Set task: Copy every line of the data below word for word, with no changes.

Information given:
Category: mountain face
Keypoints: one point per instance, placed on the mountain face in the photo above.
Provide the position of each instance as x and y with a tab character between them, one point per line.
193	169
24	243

Exercise answer:
Category: mountain face
Keypoints: one point per instance, placed on the mountain face in the photo above.
Provide the position of each instance as x and y with a tab character between them, one point per line.
193	169
24	243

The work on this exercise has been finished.